Prompt -
Pictures are not part of the copy. Write out exactly the lines from the line with "Note: for each instance of the bumblebee head" through the end of the entries below.

(Entries taken from a collection)
_ _ _ _ _

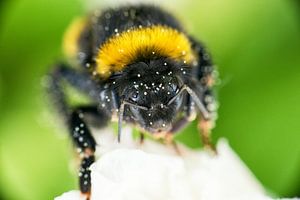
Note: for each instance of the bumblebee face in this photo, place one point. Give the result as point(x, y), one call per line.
point(153, 99)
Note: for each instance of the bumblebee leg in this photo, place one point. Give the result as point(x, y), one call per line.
point(142, 138)
point(76, 118)
point(205, 76)
point(86, 145)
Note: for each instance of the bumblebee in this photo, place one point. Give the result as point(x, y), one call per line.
point(137, 65)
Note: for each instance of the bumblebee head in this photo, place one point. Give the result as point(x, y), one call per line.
point(150, 95)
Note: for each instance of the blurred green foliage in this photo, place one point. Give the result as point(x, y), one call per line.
point(256, 45)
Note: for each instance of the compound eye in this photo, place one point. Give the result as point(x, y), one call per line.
point(134, 97)
point(174, 87)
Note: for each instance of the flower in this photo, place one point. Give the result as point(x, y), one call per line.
point(152, 171)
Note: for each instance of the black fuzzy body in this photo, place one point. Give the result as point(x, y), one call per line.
point(156, 94)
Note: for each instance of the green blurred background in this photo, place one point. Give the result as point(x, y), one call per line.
point(256, 45)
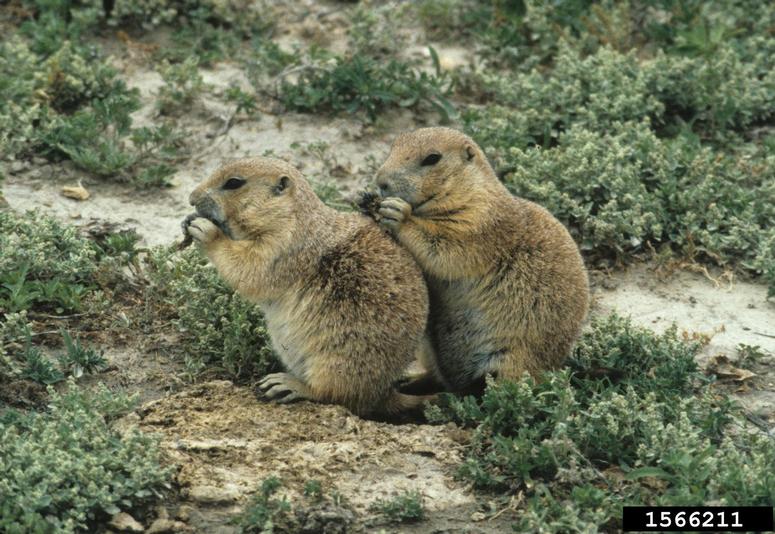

_ _ _ _ _

Answer to this problem -
Note: for each instance of the bumblebee head in this photo, place one point. Give the result as point(x, y), one call per line.
point(150, 95)
Note: for each instance of the blurred green foliage in this photo, place one point. Give the result as point(x, y), one call per line.
point(256, 45)
Note: for each instance of the compound eye in this photo, place one point. Give the result as point(x, y), one call per line.
point(134, 97)
point(174, 87)
Note: for each instance of the flower in this photo, place one point. Give the result as point(x, y), one call per line.
point(152, 171)
Note: for each instance of the black fuzzy body in this photo, place one point. Give the result as point(x, y), one call per line.
point(156, 94)
Note: for each instance of the green blurred background in this photo, place one point. Give the result as point(x, y), one call per line.
point(256, 45)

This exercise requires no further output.